▶ **Task goal**
List every line below that contains the word "each", treating uppercase and lowercase as different.

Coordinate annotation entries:
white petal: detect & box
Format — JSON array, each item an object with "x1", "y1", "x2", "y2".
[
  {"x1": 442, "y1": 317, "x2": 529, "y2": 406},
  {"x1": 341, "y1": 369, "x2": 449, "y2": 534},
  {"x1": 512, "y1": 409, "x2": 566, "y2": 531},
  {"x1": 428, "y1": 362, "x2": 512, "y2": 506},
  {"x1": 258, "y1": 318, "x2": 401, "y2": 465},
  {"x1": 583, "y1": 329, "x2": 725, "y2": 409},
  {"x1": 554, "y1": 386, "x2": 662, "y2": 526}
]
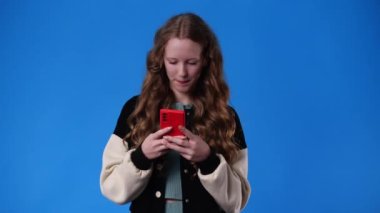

▶ **Exercise solution**
Format — JSON array, each item an object with "x1", "y1", "x2", "y2".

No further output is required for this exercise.